__To be done__.
Return every line below that contains the word "black".

= = =

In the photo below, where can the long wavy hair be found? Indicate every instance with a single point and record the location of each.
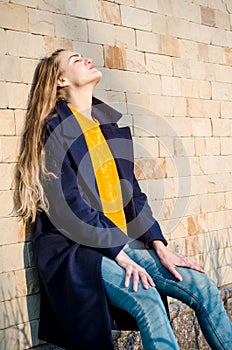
(31, 169)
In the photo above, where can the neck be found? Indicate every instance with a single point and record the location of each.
(82, 101)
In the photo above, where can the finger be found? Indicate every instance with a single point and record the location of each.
(176, 274)
(135, 281)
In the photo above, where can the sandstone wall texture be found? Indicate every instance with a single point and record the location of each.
(167, 66)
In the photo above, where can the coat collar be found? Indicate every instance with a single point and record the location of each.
(105, 114)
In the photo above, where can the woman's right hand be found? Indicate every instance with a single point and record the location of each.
(133, 270)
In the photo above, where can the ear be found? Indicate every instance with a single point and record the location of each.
(62, 82)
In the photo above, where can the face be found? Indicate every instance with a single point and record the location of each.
(77, 71)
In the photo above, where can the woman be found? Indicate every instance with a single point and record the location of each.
(95, 242)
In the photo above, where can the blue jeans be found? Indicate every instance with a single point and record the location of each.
(196, 290)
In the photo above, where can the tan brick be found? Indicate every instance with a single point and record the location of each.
(211, 202)
(41, 22)
(9, 148)
(228, 200)
(13, 17)
(88, 9)
(181, 68)
(70, 28)
(159, 23)
(8, 287)
(184, 146)
(159, 64)
(51, 44)
(222, 20)
(223, 73)
(222, 127)
(27, 67)
(148, 42)
(170, 46)
(208, 16)
(9, 230)
(186, 10)
(12, 257)
(228, 55)
(215, 164)
(6, 176)
(221, 91)
(200, 146)
(110, 12)
(211, 108)
(145, 147)
(7, 122)
(216, 54)
(125, 37)
(115, 57)
(17, 95)
(226, 146)
(150, 168)
(101, 33)
(4, 103)
(226, 109)
(212, 145)
(7, 73)
(188, 49)
(171, 86)
(135, 61)
(135, 18)
(192, 246)
(31, 46)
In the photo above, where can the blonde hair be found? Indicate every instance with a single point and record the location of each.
(31, 169)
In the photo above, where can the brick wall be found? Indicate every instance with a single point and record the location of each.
(167, 65)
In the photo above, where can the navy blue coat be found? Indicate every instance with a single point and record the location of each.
(69, 241)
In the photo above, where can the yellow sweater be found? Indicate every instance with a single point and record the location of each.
(104, 169)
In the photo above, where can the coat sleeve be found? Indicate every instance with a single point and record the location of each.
(69, 210)
(151, 226)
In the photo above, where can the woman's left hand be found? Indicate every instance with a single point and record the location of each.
(170, 260)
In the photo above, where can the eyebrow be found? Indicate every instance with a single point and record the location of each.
(75, 55)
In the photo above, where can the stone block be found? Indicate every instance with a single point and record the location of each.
(222, 127)
(212, 146)
(158, 64)
(7, 122)
(14, 17)
(148, 42)
(226, 145)
(17, 95)
(135, 61)
(171, 86)
(52, 44)
(101, 33)
(186, 10)
(135, 18)
(12, 257)
(115, 57)
(222, 20)
(169, 46)
(31, 46)
(226, 109)
(125, 37)
(228, 56)
(94, 51)
(6, 176)
(70, 28)
(110, 12)
(7, 73)
(9, 228)
(208, 16)
(41, 22)
(88, 9)
(211, 109)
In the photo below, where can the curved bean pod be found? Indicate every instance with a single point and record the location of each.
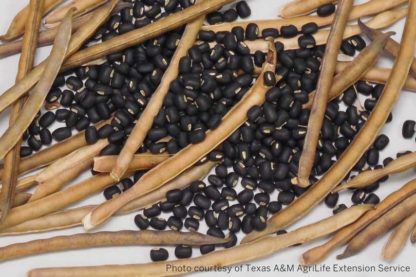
(369, 177)
(320, 100)
(398, 238)
(318, 254)
(145, 122)
(392, 47)
(78, 39)
(105, 164)
(379, 227)
(35, 101)
(235, 255)
(73, 217)
(360, 144)
(365, 9)
(18, 25)
(188, 156)
(297, 8)
(105, 239)
(11, 160)
(354, 70)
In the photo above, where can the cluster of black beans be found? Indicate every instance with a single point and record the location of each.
(121, 86)
(259, 159)
(264, 153)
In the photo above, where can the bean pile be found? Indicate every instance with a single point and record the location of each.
(255, 165)
(263, 155)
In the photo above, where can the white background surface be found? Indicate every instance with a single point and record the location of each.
(262, 9)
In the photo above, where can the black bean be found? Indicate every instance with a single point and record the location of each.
(235, 210)
(126, 184)
(210, 218)
(183, 251)
(245, 196)
(208, 36)
(91, 135)
(202, 201)
(274, 207)
(179, 211)
(286, 197)
(270, 33)
(250, 208)
(347, 48)
(269, 78)
(252, 31)
(228, 194)
(196, 212)
(152, 211)
(116, 137)
(372, 157)
(285, 59)
(105, 131)
(111, 192)
(358, 42)
(166, 206)
(222, 221)
(309, 28)
(141, 222)
(262, 198)
(243, 9)
(191, 224)
(372, 199)
(220, 205)
(174, 196)
(358, 196)
(306, 41)
(364, 87)
(159, 254)
(214, 18)
(61, 133)
(62, 114)
(288, 31)
(34, 143)
(158, 223)
(74, 83)
(25, 151)
(258, 223)
(326, 9)
(47, 119)
(53, 95)
(408, 129)
(45, 136)
(230, 15)
(281, 172)
(246, 224)
(339, 208)
(205, 249)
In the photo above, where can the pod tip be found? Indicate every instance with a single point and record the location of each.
(87, 222)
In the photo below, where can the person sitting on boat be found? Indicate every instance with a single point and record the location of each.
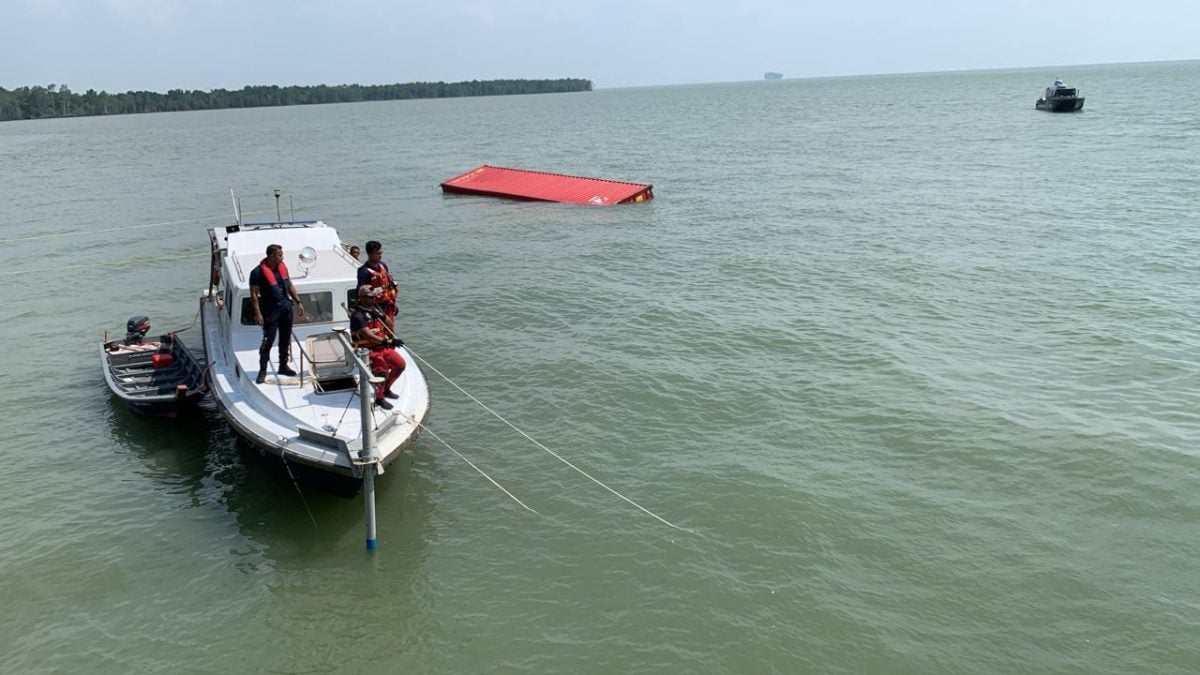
(273, 294)
(367, 330)
(375, 273)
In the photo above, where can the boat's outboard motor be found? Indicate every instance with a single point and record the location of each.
(136, 329)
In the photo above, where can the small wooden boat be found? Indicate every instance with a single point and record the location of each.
(156, 377)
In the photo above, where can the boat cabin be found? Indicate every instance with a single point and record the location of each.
(324, 275)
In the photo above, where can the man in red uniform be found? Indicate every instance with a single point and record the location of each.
(375, 273)
(367, 330)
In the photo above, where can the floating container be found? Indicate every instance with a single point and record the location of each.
(541, 186)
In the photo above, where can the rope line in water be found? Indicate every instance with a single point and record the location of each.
(556, 455)
(463, 458)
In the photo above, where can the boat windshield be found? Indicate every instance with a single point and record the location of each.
(318, 308)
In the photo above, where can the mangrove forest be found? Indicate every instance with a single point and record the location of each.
(59, 101)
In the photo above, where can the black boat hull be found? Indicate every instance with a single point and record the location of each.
(1060, 105)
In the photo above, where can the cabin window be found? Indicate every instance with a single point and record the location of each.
(318, 308)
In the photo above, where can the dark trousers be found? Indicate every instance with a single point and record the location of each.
(279, 321)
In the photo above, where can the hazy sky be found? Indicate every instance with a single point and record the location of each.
(160, 45)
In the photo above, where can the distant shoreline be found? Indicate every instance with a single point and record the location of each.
(52, 101)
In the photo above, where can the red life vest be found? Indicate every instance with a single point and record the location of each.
(279, 292)
(382, 279)
(373, 323)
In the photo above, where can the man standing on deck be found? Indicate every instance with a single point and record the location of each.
(375, 273)
(271, 294)
(367, 332)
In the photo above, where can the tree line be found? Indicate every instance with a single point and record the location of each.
(59, 101)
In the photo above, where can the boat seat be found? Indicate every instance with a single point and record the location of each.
(333, 368)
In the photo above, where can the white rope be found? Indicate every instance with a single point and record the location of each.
(534, 441)
(430, 431)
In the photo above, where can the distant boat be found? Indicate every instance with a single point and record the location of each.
(1060, 99)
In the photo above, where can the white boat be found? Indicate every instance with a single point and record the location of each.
(313, 420)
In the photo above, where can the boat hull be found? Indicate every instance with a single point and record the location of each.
(148, 387)
(1060, 105)
(328, 461)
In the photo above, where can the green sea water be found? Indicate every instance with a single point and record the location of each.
(912, 365)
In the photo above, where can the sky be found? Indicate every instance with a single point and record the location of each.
(161, 45)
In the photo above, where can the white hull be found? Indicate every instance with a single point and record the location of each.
(292, 417)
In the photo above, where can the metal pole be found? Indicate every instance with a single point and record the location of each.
(366, 398)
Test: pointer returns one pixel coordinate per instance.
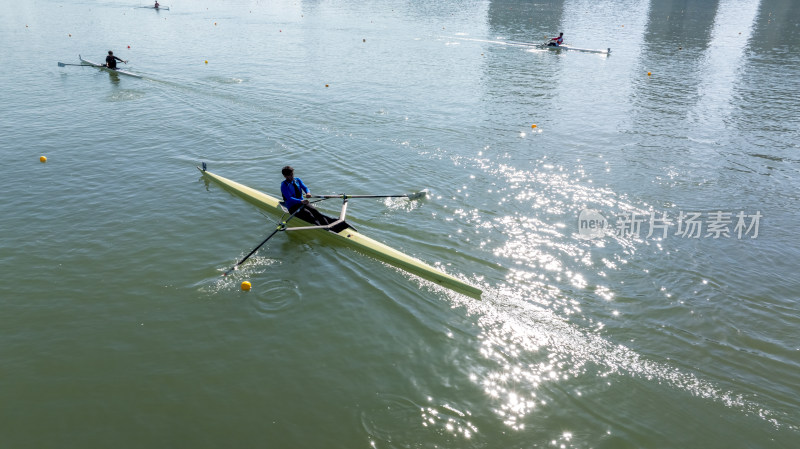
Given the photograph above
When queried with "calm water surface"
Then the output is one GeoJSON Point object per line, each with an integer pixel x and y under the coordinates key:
{"type": "Point", "coordinates": [118, 331]}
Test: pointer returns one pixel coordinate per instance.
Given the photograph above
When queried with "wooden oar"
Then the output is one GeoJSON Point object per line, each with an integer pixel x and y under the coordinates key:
{"type": "Point", "coordinates": [410, 196]}
{"type": "Point", "coordinates": [281, 226]}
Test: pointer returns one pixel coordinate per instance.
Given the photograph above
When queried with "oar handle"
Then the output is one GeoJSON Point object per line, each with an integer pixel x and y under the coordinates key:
{"type": "Point", "coordinates": [280, 227]}
{"type": "Point", "coordinates": [345, 196]}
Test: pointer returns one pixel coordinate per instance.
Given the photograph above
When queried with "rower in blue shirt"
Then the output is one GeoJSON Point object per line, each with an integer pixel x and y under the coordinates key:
{"type": "Point", "coordinates": [294, 193]}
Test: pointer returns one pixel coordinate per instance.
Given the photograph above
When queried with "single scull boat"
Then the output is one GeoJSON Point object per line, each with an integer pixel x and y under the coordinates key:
{"type": "Point", "coordinates": [103, 67]}
{"type": "Point", "coordinates": [350, 236]}
{"type": "Point", "coordinates": [570, 47]}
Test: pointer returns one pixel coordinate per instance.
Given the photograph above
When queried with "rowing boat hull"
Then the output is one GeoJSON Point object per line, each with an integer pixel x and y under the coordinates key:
{"type": "Point", "coordinates": [102, 67]}
{"type": "Point", "coordinates": [585, 50]}
{"type": "Point", "coordinates": [355, 239]}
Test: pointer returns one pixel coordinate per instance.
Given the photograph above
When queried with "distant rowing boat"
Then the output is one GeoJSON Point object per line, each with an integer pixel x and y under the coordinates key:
{"type": "Point", "coordinates": [535, 45]}
{"type": "Point", "coordinates": [570, 47]}
{"type": "Point", "coordinates": [103, 67]}
{"type": "Point", "coordinates": [350, 237]}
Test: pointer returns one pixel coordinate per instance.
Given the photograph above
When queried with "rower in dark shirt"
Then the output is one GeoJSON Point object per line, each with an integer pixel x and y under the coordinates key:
{"type": "Point", "coordinates": [111, 60]}
{"type": "Point", "coordinates": [295, 192]}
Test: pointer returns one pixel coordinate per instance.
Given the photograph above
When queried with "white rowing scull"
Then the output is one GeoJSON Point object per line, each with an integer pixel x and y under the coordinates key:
{"type": "Point", "coordinates": [349, 236]}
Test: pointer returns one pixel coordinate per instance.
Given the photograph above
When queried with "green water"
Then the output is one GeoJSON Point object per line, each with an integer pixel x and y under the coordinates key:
{"type": "Point", "coordinates": [117, 329]}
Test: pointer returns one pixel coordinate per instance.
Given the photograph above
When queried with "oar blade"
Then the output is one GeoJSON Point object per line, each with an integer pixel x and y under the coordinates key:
{"type": "Point", "coordinates": [417, 195]}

= = =

__Written solution__.
In the photo above, where can the cluster of black beans be found? Indicate every instance with a single point and record the location of each.
In the photo above, where can the black bean be found? Indicate every instance with a single point and record the location of each.
In the photo above, where can the black boat hull be found? Indicate every instance with a single point and record the location of each.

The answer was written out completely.